*REQUIRED TASKS*:
A. Answer these questions using the essay on design and cleaning up.
(i) What activity does the essay give as an example of the metaphorical activities that Jason's post said also represent cleaning up?
(ii) What Photoshop tool does the writer say they love?
(iii) What kind of value does the essay say cleaning is?
B. Reproduce the part of the essay on design and cleaning up from "A few weeks" to "as modern sports.".

*PROVIDED PASSAGE*:
☆ ☆ ☆ ☆ ☆ ☆ ☆

A few weeks ago, I mentioned Jason Kottke’s recent post about tidying up. Sometimes, and it is a rare occasion, an idea stick in the craw of one’s brain and doesn’t let go. In Jason’s post, he noted that cleaning up is an activity that is also well represented by numerous other, more metaphorical, activities such as modern sports.
But as I’ve been doing a lot of interface design the past week, I’ve been thinking about how designing is itself a physical process that echoes if not mimics cleaning up. When working on a website interface, I’ll typically add, piece by piece, more and more elements until everything is starting to look like chaos hit the fan. I’ll place photographs, pop-in a few gradients, push a few lines here and there, import some Illustrator elements, pull in a few color swatches and add more text than is really needed.
Then I pare down, little by little, pixel by pixel until there’s only what I feel is needed. I’ll try to kill everything that is superfluous. There’s even a little tool I love in Photoshop called “Delete Hidden Layers” which, in one fell swoop, takes out all of those little layers of photos, gradients, lines, swatches and text that are not being used. It’s a very physical process of cleaning and the end result is that (after a few hours of cleaning) I gain (or my client does) a successful design. I know this is not news, and many others have better stated it.
What interests me about the subject now is that cleaning appears to be an inherently radical phenomenon. Cleaning is about saving what you want and destroying the rest. Its relationship to racist heterodoxy and to environmental degradation and to all things morally repugnant are clear. We know that, en masse, by cleaning our hands too often with anti-bacterial soap, we are giving the germs out there a fighting chance to replicate and fight against us with better offenses. We know that the worst crimes in the past 100 years have been carried out in the name of keeping continents, countries, and cities free from a specified group of individuals. And we know that providing a monocrop in the growing fields can have large effects on food security, health, and local environments. Cleaning is a conservative value that adheres to no political ideology – yet it does lend itself to experimentation and, occasionally, criminality.
What I’m wondering about is whether design, if it is a form of cleaning and tidying up, which I think it is, is also a very real mechanism to take the nasty, organic, grotesque and fluid of the world and concretize it – to make it digestible and fine and even final.

☆ ☆ ☆ ☆ ☆ ☆ ☆

Dataset excerpts:
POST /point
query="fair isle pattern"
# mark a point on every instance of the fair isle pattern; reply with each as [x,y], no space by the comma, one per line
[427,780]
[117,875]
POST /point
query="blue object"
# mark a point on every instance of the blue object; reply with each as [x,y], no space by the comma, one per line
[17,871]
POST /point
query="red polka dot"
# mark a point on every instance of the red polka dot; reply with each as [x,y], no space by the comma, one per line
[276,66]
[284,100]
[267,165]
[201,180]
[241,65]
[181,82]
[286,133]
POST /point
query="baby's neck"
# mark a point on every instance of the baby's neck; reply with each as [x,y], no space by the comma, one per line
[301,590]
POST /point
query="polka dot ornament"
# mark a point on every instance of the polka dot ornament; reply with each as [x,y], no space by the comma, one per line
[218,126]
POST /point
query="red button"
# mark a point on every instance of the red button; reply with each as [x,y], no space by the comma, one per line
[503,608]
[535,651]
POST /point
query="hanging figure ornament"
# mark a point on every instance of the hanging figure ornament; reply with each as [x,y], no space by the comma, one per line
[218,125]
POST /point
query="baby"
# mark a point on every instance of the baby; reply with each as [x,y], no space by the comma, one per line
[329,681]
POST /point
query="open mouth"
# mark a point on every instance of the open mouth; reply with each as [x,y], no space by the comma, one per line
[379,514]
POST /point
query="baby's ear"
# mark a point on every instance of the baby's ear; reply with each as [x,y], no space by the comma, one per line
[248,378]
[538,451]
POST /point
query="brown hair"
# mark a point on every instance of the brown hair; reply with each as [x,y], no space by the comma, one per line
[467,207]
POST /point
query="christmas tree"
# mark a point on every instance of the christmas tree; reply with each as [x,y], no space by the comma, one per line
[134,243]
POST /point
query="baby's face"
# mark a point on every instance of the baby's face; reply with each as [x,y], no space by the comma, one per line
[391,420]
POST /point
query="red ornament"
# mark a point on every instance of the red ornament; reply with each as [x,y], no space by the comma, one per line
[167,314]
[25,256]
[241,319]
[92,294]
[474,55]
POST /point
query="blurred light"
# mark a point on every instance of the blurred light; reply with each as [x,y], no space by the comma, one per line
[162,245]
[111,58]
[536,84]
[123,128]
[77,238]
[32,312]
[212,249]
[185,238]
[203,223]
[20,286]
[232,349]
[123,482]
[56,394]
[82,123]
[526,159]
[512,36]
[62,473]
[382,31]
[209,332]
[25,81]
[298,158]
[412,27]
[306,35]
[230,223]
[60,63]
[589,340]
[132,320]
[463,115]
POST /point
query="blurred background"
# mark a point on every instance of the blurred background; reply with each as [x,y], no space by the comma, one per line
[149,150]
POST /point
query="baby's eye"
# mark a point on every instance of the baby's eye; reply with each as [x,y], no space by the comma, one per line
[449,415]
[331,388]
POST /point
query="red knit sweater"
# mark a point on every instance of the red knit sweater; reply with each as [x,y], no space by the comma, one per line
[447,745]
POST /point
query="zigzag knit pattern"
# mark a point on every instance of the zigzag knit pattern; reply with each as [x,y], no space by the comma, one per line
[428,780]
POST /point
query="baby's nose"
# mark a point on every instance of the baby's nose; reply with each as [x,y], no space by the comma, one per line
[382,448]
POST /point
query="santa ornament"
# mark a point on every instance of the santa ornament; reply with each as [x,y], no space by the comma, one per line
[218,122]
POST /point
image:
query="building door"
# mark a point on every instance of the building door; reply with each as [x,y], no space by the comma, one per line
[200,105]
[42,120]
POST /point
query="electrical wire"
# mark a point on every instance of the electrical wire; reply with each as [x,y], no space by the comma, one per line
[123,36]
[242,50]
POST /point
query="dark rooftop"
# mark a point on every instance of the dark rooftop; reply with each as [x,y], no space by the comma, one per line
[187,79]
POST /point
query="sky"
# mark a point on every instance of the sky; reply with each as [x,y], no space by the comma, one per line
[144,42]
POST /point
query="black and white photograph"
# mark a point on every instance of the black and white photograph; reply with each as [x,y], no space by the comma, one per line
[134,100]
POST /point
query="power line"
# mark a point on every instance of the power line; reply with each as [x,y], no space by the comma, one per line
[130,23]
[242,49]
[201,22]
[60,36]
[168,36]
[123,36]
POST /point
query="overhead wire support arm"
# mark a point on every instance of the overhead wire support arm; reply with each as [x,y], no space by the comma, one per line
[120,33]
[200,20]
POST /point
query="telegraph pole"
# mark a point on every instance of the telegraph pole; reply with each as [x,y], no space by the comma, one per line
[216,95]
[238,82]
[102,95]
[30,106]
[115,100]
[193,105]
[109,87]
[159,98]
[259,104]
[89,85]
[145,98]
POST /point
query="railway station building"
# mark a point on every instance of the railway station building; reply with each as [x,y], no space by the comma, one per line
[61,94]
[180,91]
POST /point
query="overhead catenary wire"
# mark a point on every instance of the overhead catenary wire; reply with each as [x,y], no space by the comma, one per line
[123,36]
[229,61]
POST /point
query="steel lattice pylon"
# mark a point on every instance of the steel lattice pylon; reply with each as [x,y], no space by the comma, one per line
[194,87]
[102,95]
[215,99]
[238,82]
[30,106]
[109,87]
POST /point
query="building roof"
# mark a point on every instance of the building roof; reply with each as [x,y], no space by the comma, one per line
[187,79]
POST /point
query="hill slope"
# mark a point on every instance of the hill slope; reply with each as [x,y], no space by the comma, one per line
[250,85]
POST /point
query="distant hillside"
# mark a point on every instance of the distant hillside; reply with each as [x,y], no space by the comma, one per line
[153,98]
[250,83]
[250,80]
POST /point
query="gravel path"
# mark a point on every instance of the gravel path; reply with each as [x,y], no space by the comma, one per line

☆ ☆ ☆ ☆ ☆ ☆ ☆

*SOLUTIONS FOR EACH TASK*:
A.
(i) Modern sports.
(ii) "Delete Hidden Layers."
(iii) A conservative value that adheres to no political ideology.

B.
A few weeks ago, I mentioned Jason Kottke’s recent post about tidying up. Sometimes, and it is a rare occasion, an idea stick in the craw of one’s brain and doesn’t let go. In Jason’s post, he noted that cleaning up is an activity that is also well represented by numerous other, more metaphorical, activities such as modern sports.